What the task requires: All records after this line are to be returned verbatim.

### The data ###

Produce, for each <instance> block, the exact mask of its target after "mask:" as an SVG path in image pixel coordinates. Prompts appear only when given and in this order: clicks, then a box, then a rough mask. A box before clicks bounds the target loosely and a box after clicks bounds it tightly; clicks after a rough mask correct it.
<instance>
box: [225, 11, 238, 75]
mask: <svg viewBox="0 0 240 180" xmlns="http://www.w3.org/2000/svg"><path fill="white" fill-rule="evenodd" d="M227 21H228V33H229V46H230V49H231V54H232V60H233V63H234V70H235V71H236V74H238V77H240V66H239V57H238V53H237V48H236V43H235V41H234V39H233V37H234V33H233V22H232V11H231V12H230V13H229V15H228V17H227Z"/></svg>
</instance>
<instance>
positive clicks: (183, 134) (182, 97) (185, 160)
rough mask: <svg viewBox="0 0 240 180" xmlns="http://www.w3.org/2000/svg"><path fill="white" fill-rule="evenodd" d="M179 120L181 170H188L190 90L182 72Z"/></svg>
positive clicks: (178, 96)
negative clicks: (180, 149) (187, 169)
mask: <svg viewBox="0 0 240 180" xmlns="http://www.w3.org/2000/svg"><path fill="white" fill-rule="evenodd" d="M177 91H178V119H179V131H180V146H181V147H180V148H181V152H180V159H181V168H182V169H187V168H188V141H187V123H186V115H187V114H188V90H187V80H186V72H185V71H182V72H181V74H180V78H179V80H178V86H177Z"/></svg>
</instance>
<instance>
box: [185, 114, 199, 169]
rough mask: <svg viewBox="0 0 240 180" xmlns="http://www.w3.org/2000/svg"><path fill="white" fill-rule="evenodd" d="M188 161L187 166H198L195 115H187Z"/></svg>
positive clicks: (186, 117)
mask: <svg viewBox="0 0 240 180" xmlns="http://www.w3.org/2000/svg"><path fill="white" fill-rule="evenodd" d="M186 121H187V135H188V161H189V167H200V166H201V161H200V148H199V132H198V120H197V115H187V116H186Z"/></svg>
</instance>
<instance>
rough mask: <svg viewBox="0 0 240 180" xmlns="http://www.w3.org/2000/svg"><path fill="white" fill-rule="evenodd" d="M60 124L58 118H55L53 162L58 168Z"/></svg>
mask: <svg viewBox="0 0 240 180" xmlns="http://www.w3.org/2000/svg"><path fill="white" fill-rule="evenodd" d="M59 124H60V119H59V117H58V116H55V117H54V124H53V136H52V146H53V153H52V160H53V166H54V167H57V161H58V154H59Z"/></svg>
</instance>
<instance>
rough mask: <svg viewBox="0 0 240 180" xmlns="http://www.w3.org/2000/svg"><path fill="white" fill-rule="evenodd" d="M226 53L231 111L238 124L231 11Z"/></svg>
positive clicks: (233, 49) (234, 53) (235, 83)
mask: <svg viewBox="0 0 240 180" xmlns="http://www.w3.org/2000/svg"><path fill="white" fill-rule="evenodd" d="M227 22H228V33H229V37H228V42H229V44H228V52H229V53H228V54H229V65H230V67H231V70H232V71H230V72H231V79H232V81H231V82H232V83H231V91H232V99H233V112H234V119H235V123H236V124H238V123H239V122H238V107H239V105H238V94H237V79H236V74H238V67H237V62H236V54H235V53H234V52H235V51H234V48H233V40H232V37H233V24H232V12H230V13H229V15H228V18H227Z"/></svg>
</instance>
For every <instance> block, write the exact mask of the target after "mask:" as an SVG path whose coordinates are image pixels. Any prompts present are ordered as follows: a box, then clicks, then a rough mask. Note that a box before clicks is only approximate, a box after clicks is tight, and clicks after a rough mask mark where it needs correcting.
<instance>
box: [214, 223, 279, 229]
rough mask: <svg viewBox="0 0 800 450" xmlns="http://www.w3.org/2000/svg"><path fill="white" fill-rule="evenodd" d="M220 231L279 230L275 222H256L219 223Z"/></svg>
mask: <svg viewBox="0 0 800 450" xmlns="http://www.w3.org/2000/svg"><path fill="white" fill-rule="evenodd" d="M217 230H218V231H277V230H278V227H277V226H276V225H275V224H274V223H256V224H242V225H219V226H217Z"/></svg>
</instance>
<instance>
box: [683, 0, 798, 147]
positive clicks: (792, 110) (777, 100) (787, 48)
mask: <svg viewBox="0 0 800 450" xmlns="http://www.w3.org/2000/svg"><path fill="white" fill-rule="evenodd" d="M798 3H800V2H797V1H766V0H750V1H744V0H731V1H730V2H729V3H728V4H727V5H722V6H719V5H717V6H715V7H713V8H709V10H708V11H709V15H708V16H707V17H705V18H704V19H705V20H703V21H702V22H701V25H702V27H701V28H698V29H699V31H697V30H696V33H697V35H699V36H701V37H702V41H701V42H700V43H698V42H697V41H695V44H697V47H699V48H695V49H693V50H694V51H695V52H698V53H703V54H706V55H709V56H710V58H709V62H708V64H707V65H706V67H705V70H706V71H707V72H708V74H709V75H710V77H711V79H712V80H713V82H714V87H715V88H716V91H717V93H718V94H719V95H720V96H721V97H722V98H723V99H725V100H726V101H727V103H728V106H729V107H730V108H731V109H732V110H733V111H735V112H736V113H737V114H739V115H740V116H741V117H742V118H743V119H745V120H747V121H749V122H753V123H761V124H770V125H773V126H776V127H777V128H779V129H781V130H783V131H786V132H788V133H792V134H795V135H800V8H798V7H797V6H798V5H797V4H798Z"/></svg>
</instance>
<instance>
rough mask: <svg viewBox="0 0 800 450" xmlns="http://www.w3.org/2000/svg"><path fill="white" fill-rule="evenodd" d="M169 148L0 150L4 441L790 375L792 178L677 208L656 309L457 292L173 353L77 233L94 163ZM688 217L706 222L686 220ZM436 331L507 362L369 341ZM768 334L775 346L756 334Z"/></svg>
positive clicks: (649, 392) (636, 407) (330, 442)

###

Response to this task:
Produce, for each <instance> block, the exact mask of its target after "mask:" as an SVG path in image pixel coordinates. Prompts appear only when given and in this order: clicks, then a box, then a rough mask. A box before clicks bounds the target loosely and a box after clicks bounds it tightly; clicks after a rough mask correct it.
<instance>
box: [225, 11, 238, 75]
mask: <svg viewBox="0 0 240 180" xmlns="http://www.w3.org/2000/svg"><path fill="white" fill-rule="evenodd" d="M227 21H228V33H229V46H230V49H231V54H232V60H233V63H234V70H235V71H236V74H238V77H240V66H239V57H238V53H237V48H236V43H235V41H234V39H233V37H234V33H233V22H232V11H231V12H230V13H229V15H228V17H227Z"/></svg>
</instance>
<instance>
positive clicks: (183, 134) (182, 97) (185, 160)
rough mask: <svg viewBox="0 0 240 180" xmlns="http://www.w3.org/2000/svg"><path fill="white" fill-rule="evenodd" d="M179 120L181 170H188L190 90L182 72Z"/></svg>
positive clicks: (178, 96)
negative clicks: (180, 149) (187, 169)
mask: <svg viewBox="0 0 240 180" xmlns="http://www.w3.org/2000/svg"><path fill="white" fill-rule="evenodd" d="M177 91H178V119H179V131H180V146H181V147H180V148H181V152H180V159H181V168H182V169H187V168H188V141H187V123H186V115H187V114H188V90H187V80H186V72H185V71H182V72H181V74H180V78H179V80H178V86H177Z"/></svg>
</instance>
<instance>
box: [185, 114, 199, 169]
rough mask: <svg viewBox="0 0 240 180" xmlns="http://www.w3.org/2000/svg"><path fill="white" fill-rule="evenodd" d="M188 161L187 166H198L195 115H187Z"/></svg>
positive clicks: (186, 117)
mask: <svg viewBox="0 0 240 180" xmlns="http://www.w3.org/2000/svg"><path fill="white" fill-rule="evenodd" d="M186 121H187V135H188V161H189V167H200V166H201V161H200V148H199V132H198V120H197V115H187V116H186Z"/></svg>
</instance>
<instance>
rough mask: <svg viewBox="0 0 240 180" xmlns="http://www.w3.org/2000/svg"><path fill="white" fill-rule="evenodd" d="M60 124L58 118H55L53 162L58 168Z"/></svg>
mask: <svg viewBox="0 0 240 180" xmlns="http://www.w3.org/2000/svg"><path fill="white" fill-rule="evenodd" d="M59 124H60V119H59V117H58V116H55V117H54V124H53V136H52V146H53V153H52V160H53V166H54V167H57V161H58V154H59Z"/></svg>
</instance>
<instance>
rough mask: <svg viewBox="0 0 240 180" xmlns="http://www.w3.org/2000/svg"><path fill="white" fill-rule="evenodd" d="M226 53L231 111L238 124L231 11Z"/></svg>
positive clicks: (233, 49) (234, 53) (235, 83)
mask: <svg viewBox="0 0 240 180" xmlns="http://www.w3.org/2000/svg"><path fill="white" fill-rule="evenodd" d="M227 22H228V33H229V37H228V42H229V44H228V52H229V53H228V54H229V65H230V67H231V70H232V71H230V72H231V79H232V81H231V82H232V83H231V91H232V99H233V112H234V119H235V123H236V124H238V123H239V122H238V107H239V105H238V94H237V79H236V74H238V67H237V62H236V54H235V53H234V52H235V51H234V48H233V40H232V37H233V24H232V12H230V13H229V15H228V18H227Z"/></svg>
</instance>
For every <instance> block, write the exact mask of the target after "mask:" as an SVG path whose coordinates are image pixels. Any prompts present are ordered as follows: a box, then clicks, then a rough mask. Note that a box before clicks is only approximate, a box after clicks is tight, and clicks after a rough mask mark where it needs correcting.
<instance>
box: [214, 223, 279, 229]
rough mask: <svg viewBox="0 0 800 450" xmlns="http://www.w3.org/2000/svg"><path fill="white" fill-rule="evenodd" d="M220 231L279 230L275 222H256L219 223Z"/></svg>
mask: <svg viewBox="0 0 800 450" xmlns="http://www.w3.org/2000/svg"><path fill="white" fill-rule="evenodd" d="M217 230H218V231H277V230H278V227H277V226H276V225H275V224H274V223H256V224H242V225H219V226H217Z"/></svg>
</instance>
<instance>
box: [683, 0, 798, 147]
positive clicks: (792, 110) (777, 100) (787, 48)
mask: <svg viewBox="0 0 800 450" xmlns="http://www.w3.org/2000/svg"><path fill="white" fill-rule="evenodd" d="M798 3H800V2H797V1H766V0H750V1H744V0H731V1H730V2H729V3H728V4H727V5H722V6H719V5H717V6H715V7H713V8H709V10H708V11H709V15H708V16H707V17H705V18H704V19H705V20H703V21H702V22H701V25H702V27H701V28H698V29H699V31H697V30H696V33H697V35H699V36H701V37H702V41H701V42H700V43H698V42H697V41H695V44H697V47H699V48H695V49H693V50H694V51H695V52H698V53H703V54H706V55H709V56H710V58H709V62H708V64H707V65H706V67H705V70H706V71H707V72H708V74H709V75H710V77H711V79H712V80H713V82H714V87H715V88H716V91H717V93H718V94H719V95H720V96H721V97H722V98H723V99H725V100H726V101H727V103H728V106H729V107H730V108H731V109H732V110H733V111H735V112H736V113H737V114H739V115H740V116H741V117H742V118H743V119H745V120H747V121H749V122H753V123H761V124H770V125H773V126H776V127H777V128H779V129H781V130H783V131H786V132H788V133H792V134H795V135H800V8H798V7H797V6H798V5H797V4H798Z"/></svg>
</instance>
<instance>
rough mask: <svg viewBox="0 0 800 450" xmlns="http://www.w3.org/2000/svg"><path fill="white" fill-rule="evenodd" d="M169 148L0 150L4 441L790 375L792 178L677 208L656 309L457 292L173 353L77 233L94 163ZM688 217L706 222L686 220ZM436 331L507 362L369 341ZM768 334L775 346L756 334Z"/></svg>
positive clicks: (649, 392) (636, 407) (330, 442)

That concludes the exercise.